TheDan64 / inkwell

It's a New Kind of Wrapper for Exposing LLVM (Safely)
https://thedan64.github.io/inkwell/
Apache License 2.0
2.37k stars 229 forks source link

Safe function wrapper #56

Closed RReverser closed 6 years ago

RReverser commented 6 years ago

I know PR #36 has been merged long ago, but I've been looking to solve problem with safety of dynamic functions similar to one described in #5 and decided to see what Inkwell does here.

While the Symbol trick is nice, unfortunately I don't think it actually helps with safety issue of outliving backing storage at all - it's still way too easy to accidentally get and store a raw function instead of a wrapper Symbol by accidentally putting * in front of the call like

let func = {
  // ...
  let execution_engine = /* ... */;
  // ...
  *execution_engine.get_function::<MyFunc>("sum").unwrap()
};

Despite the wrapper and private traits like private::Sealed, this works without any warnings / errors because Rust performs Deref coercion (which is implemented on Symbol), which, in turn returns one of function types , which Rust believes to be safely Copyable, and so lifetime information is immediately lost.

RReverser commented 6 years ago

Instead of allowing Deref, a safer approach might be to provide a call method directly on Symbol which would accept arguments and call the target function. Assuming same calling convention, it will be zero-cost, but will allow to avoid this hazard at the same time.

TheDan64 commented 6 years ago

Thanks for opening an issue & PR! I should hopefully have time to take a look later today. In the mean time, could you please base your PR against master? Thanks!

RReverser commented 6 years ago

In theory I could, but that would mean I need to get and potentially compile LLVM 7, which is likely not going to happen very soon as I'm already running out of disk space with various versions of LLVM, V8 and Rust :D I was hoping it doesn't matter for you which way to backport commits (assuming the approach is acceptable in the first place)? If not, I can try to build LLVM 7 later this week.

## WHAT NEEDS TO BE DONE
In the Inkwell issue thread, what does RReverser suggest putting on Symbol in place of Deref?

## SUPPLIED INFORMATION
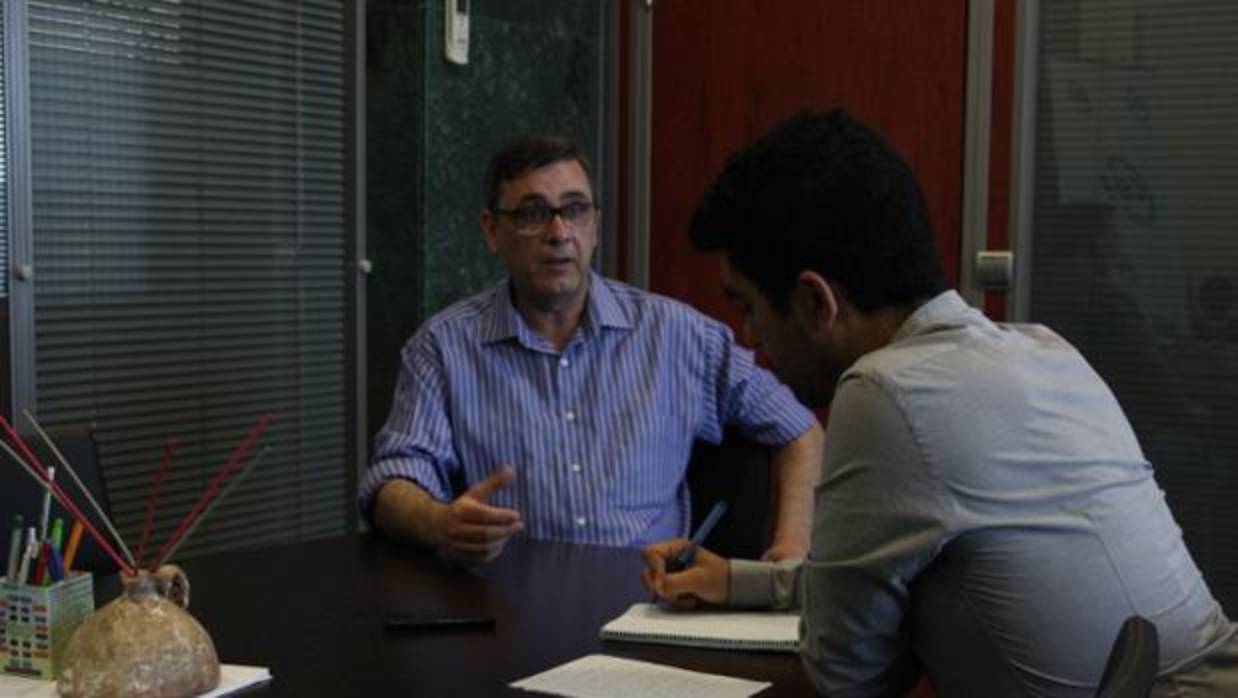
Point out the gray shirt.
[732,291,1232,697]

## WRITTEN SOLUTION
A call method on Symbol that accepts arguments and calls the target function directly.